§ **Requirements**
Arrange the records from the start through the line containing "pixel 247 208" as a two-column CSV headed input and output, one row per record, with its text under input and its answer under output, each in a single quoted field with line breaks replaced by spaces. Leave the pictures out of the answer.

+===+

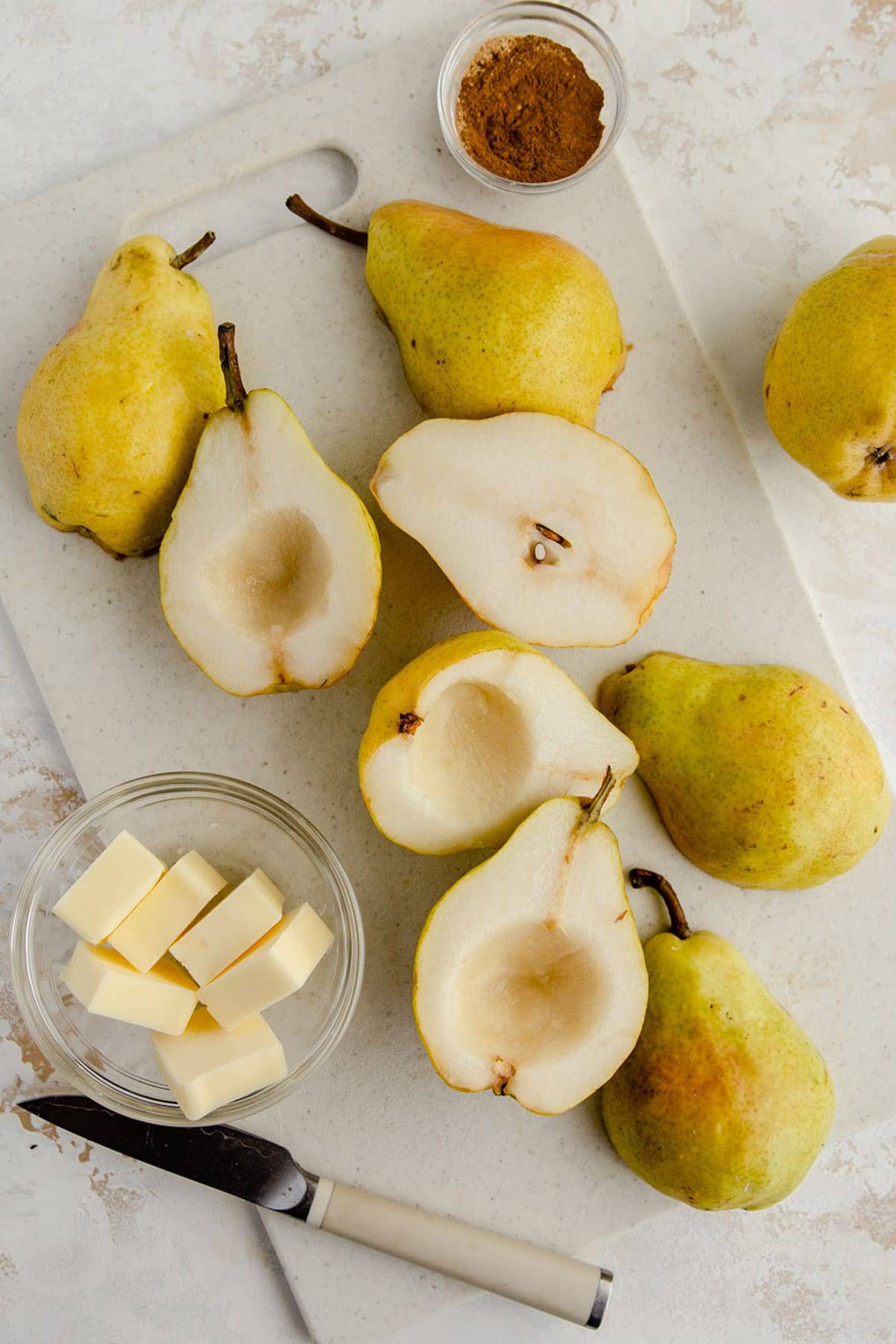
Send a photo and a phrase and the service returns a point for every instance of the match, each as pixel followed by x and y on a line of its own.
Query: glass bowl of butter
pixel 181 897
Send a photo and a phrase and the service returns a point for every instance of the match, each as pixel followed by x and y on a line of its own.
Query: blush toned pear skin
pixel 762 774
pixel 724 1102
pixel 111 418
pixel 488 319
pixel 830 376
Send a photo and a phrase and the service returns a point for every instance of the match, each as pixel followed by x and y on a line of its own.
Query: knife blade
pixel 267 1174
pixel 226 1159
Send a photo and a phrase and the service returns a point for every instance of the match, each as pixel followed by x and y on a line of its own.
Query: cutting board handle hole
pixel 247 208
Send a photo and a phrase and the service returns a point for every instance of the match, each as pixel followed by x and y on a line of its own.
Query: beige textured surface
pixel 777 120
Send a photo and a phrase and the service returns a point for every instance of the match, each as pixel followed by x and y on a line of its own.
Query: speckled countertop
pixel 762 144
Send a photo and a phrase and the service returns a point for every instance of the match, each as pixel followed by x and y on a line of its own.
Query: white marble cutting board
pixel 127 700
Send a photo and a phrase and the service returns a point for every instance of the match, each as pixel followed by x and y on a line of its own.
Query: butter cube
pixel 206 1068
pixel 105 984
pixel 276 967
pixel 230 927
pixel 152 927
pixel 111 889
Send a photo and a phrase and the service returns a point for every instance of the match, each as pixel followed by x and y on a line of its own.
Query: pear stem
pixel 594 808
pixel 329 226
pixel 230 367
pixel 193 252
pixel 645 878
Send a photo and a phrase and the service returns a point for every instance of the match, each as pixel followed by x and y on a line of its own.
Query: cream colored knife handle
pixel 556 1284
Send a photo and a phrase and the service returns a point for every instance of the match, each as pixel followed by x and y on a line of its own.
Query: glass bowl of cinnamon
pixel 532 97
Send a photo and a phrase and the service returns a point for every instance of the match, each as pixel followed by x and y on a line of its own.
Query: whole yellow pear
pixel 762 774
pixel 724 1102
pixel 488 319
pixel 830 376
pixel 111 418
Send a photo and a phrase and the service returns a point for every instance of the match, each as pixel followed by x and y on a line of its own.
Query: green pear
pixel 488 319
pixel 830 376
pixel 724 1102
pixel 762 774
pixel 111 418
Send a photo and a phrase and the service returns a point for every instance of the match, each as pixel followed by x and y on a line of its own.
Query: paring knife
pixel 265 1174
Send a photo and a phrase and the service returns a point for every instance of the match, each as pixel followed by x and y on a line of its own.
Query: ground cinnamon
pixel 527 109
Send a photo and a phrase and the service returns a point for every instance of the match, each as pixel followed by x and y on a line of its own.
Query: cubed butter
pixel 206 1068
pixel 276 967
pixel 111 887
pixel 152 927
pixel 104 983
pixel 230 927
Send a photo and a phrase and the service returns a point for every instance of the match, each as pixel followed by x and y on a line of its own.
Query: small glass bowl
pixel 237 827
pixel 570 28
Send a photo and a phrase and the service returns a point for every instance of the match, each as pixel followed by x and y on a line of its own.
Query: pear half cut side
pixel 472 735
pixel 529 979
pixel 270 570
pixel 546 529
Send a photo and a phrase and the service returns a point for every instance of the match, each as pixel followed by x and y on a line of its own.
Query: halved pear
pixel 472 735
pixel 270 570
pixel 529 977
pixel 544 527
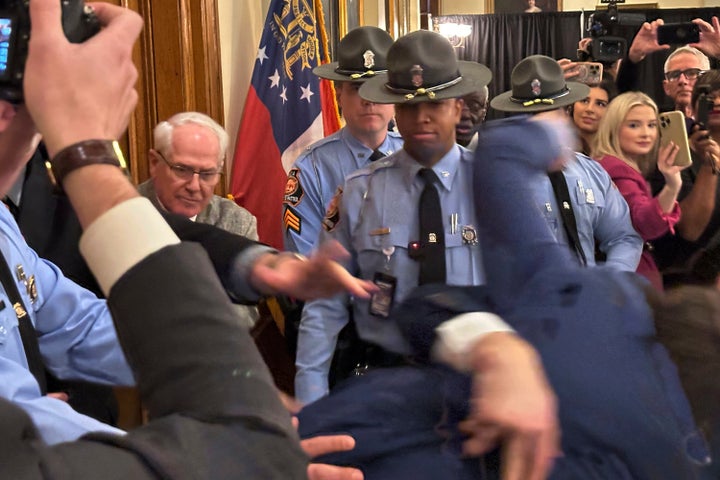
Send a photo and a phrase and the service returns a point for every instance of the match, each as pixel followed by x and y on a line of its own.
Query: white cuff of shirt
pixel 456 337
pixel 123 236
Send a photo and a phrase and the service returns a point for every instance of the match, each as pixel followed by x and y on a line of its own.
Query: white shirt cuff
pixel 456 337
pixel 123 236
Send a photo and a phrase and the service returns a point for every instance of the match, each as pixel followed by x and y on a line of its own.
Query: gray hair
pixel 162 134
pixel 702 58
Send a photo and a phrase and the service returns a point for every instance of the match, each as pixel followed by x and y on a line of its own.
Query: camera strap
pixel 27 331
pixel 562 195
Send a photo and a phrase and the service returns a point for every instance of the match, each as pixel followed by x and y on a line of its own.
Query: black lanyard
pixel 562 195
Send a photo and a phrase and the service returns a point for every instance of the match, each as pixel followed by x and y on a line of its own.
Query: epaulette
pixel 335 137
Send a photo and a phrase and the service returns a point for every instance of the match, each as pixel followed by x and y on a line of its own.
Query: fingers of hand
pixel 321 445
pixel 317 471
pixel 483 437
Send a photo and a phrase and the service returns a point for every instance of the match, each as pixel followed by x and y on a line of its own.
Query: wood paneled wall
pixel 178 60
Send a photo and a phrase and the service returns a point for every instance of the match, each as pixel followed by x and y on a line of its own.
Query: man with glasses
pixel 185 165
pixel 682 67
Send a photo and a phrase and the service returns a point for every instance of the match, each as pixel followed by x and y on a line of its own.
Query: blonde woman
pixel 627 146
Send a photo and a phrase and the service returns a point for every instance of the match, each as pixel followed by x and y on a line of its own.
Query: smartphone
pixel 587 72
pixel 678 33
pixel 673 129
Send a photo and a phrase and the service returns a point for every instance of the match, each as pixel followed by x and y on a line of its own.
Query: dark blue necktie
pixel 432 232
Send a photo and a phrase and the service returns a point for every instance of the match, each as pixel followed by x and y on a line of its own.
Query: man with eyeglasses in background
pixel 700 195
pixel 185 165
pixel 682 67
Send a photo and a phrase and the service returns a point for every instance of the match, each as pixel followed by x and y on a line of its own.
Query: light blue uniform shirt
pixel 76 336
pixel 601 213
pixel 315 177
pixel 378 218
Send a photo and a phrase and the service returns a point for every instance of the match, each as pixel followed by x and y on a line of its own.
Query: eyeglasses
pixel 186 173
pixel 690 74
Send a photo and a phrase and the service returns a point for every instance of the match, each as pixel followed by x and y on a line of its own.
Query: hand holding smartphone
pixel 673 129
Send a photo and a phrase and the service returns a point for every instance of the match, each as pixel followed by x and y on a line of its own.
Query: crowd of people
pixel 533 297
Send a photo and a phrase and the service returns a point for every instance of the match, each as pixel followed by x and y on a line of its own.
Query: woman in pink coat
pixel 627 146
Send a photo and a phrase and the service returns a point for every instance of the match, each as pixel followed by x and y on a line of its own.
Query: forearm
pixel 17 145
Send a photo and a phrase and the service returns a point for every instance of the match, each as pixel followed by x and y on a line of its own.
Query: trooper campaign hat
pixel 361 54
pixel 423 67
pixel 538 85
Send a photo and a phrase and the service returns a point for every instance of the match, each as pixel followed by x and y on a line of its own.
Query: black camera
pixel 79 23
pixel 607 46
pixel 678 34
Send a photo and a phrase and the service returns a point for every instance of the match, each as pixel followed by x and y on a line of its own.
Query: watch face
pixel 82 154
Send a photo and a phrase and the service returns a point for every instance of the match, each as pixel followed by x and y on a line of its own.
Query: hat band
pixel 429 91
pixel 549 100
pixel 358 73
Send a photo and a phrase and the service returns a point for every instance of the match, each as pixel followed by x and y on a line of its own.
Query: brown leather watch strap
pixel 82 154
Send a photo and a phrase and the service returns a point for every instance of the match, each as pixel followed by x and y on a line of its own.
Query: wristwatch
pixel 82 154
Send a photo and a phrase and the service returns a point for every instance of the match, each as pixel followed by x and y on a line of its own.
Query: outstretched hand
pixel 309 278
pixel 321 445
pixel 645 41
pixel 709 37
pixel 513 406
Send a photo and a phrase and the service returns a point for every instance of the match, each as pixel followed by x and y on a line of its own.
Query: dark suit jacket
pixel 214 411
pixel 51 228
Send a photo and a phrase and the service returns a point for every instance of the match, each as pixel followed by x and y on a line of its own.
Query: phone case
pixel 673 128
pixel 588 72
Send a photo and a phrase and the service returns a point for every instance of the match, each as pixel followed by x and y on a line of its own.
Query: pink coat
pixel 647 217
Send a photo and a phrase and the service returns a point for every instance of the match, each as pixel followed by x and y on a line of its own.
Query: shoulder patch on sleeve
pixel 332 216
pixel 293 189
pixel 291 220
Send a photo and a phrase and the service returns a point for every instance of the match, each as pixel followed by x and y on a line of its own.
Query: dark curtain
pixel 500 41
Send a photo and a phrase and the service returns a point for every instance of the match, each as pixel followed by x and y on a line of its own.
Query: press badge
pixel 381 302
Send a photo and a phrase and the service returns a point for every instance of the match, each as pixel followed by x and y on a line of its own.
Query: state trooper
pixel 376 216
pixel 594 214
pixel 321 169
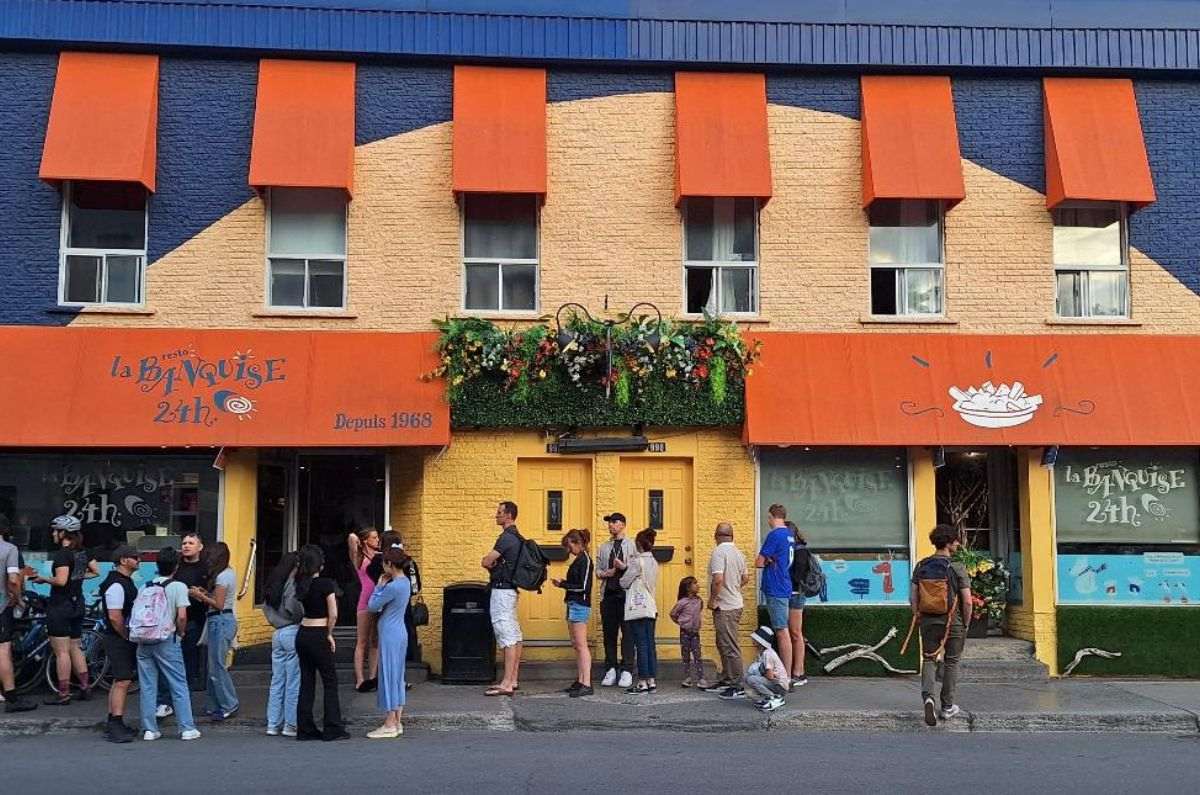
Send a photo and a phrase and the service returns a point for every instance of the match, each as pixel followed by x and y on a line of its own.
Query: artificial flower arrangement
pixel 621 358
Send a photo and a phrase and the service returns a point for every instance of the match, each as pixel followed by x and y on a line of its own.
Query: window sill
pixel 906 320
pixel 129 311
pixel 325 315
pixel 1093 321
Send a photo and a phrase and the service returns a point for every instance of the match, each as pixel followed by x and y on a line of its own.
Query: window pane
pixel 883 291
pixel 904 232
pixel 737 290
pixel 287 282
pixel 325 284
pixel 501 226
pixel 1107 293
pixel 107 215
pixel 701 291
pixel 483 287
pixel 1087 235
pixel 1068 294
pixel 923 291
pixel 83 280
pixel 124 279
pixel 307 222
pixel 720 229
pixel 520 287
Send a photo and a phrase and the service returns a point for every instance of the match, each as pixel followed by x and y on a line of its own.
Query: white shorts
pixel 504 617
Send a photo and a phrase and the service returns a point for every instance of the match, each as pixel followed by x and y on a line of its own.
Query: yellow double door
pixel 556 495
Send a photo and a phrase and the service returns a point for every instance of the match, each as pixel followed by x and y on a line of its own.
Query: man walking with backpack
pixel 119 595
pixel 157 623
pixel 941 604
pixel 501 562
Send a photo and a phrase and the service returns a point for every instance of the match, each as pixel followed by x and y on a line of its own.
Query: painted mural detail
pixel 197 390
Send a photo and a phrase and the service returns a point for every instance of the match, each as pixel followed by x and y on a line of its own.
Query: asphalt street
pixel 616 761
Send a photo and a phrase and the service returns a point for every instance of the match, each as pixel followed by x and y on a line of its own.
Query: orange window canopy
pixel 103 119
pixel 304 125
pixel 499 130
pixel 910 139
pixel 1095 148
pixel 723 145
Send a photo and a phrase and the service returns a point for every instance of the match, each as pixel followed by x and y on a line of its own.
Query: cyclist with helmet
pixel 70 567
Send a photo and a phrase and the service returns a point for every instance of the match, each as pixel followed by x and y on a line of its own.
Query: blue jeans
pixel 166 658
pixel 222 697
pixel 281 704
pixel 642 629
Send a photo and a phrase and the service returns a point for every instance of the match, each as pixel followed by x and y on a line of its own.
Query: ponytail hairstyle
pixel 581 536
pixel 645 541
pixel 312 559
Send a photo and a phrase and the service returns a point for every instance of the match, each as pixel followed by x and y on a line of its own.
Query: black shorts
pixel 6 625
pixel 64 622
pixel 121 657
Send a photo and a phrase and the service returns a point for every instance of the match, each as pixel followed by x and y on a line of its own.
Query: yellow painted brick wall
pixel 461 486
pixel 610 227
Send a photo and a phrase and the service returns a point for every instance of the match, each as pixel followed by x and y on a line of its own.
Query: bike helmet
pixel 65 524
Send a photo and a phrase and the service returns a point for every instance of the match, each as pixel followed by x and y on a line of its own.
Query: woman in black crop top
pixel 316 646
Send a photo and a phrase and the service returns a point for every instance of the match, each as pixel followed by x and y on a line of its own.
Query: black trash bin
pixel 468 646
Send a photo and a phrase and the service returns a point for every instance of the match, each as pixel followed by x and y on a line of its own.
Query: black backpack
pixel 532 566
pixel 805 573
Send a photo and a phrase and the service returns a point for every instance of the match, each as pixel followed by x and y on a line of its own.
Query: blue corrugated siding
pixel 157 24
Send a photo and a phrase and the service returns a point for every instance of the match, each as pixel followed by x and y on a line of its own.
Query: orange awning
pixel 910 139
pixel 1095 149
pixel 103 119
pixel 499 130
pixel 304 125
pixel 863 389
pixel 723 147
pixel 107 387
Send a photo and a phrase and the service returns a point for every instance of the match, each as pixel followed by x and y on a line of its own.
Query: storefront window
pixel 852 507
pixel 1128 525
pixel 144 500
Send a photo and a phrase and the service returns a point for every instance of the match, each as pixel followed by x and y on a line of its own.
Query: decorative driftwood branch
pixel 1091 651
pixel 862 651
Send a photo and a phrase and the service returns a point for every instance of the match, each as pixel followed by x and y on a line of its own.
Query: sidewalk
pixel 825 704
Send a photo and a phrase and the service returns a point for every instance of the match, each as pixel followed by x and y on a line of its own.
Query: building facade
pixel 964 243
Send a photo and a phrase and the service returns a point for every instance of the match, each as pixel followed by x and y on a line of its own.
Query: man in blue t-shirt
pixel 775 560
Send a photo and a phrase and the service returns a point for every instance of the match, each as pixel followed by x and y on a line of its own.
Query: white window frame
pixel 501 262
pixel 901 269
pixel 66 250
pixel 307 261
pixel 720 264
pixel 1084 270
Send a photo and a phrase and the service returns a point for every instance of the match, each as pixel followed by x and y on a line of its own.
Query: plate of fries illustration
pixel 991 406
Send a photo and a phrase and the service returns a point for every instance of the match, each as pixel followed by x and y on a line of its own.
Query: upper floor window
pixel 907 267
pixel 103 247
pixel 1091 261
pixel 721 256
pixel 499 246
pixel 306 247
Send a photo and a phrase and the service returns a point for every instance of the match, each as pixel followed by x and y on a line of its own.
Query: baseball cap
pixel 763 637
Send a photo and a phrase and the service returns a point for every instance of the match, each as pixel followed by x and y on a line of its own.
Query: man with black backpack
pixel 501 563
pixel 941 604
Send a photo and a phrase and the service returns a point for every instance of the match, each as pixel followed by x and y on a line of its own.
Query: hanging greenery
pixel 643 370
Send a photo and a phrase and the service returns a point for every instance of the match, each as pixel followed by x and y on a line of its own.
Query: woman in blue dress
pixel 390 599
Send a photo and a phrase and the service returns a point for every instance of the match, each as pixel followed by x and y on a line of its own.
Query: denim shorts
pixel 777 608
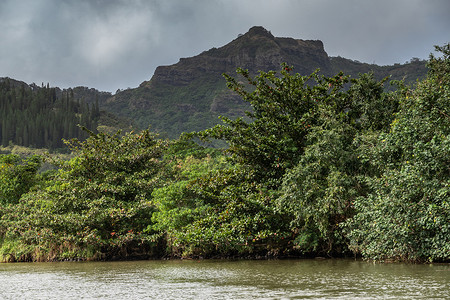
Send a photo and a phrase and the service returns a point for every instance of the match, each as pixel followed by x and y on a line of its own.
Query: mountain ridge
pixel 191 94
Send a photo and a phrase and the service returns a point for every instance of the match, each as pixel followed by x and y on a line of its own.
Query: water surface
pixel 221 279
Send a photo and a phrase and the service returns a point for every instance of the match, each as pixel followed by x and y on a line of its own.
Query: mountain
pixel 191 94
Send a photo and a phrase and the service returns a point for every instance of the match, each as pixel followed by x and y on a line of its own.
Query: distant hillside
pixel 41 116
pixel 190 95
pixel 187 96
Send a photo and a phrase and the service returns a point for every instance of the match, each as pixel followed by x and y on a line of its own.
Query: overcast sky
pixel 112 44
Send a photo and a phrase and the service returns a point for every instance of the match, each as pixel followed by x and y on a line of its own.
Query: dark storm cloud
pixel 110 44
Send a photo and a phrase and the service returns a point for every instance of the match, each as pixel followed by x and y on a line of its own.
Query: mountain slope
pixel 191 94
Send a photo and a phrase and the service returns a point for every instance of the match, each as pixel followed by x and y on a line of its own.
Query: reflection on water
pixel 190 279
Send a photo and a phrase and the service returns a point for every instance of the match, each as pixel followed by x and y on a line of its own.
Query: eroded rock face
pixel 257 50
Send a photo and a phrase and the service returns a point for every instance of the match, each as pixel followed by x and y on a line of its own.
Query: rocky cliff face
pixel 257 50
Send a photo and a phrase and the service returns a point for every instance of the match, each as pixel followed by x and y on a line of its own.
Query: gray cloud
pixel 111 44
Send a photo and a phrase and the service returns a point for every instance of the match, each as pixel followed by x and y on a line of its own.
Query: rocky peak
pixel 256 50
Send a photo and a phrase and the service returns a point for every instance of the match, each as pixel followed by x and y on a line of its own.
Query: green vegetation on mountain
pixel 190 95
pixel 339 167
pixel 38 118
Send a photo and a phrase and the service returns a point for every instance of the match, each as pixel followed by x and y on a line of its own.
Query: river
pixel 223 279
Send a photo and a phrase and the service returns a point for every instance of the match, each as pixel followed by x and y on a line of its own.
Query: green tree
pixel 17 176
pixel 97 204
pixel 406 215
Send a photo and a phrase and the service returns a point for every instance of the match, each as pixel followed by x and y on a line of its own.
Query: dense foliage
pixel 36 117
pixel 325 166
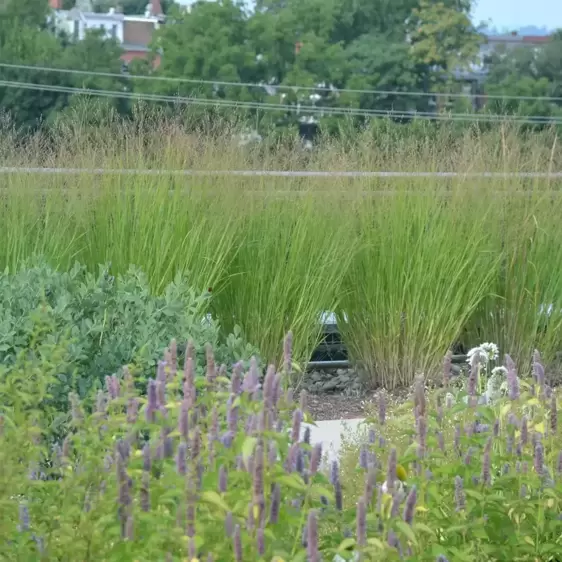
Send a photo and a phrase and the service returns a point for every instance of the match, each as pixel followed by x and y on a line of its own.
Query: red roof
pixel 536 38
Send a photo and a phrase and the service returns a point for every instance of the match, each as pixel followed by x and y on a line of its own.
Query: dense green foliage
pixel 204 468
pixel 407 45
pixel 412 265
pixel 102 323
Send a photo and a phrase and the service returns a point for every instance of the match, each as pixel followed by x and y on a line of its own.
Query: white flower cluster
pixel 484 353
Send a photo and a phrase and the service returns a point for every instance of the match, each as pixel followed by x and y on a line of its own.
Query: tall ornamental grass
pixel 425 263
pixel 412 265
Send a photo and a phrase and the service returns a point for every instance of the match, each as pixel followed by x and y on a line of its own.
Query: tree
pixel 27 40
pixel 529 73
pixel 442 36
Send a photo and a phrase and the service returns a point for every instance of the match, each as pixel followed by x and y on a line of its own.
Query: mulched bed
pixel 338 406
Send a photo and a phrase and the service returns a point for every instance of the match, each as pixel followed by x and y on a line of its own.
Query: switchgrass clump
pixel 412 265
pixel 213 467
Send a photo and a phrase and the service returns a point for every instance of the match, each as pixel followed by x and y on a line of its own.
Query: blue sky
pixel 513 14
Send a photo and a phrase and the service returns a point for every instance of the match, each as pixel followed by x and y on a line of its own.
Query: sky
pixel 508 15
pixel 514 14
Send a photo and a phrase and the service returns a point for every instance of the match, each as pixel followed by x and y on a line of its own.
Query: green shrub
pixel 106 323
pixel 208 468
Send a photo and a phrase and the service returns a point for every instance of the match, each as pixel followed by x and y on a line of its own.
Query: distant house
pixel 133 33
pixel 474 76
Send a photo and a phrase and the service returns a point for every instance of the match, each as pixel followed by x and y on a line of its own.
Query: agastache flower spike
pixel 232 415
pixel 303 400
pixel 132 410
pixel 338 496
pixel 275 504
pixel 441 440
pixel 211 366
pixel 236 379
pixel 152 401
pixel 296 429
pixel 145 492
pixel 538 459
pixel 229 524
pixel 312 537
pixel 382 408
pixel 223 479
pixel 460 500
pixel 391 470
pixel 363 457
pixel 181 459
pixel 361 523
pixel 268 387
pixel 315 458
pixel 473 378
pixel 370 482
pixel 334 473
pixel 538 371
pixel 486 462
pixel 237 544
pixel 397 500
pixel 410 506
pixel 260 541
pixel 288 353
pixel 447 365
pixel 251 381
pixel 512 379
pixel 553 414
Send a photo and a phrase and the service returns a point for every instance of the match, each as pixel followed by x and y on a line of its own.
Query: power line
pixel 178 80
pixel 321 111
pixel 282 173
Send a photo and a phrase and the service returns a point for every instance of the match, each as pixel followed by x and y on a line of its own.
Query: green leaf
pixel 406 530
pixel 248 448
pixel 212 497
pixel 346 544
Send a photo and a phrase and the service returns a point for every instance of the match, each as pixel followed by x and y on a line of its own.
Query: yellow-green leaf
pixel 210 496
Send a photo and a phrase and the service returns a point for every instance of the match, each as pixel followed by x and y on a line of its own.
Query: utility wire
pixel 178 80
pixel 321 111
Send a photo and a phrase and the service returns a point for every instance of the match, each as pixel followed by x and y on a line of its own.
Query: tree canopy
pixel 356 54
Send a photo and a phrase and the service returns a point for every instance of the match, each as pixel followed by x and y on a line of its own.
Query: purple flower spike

+===+

§ **Answer below**
input,output
"Send a photo and a phrase and the service returns a point for every instance of the match, each as pixel followed by x and y on a line of its own. Query: glass bowl of butter","pixel 181 897"
"Send a photo and a phrase and the service returns a point for every instance of the match, each as pixel followed by x and y on a line of its own. Query: blush toned pear skin","pixel 762 774 pixel 724 1102 pixel 111 418 pixel 488 319 pixel 830 376"
"Send a photo and a phrase and the service returns a point for every instance of the match, each as pixel followed by x and y on a line of its own. Query: knife blade","pixel 267 1174 pixel 226 1159"
"Send a photo and a phrase and the service returns a point for every instance of the match, each as pixel followed by x and y on a line of its own. Query: cutting board handle hole","pixel 247 208"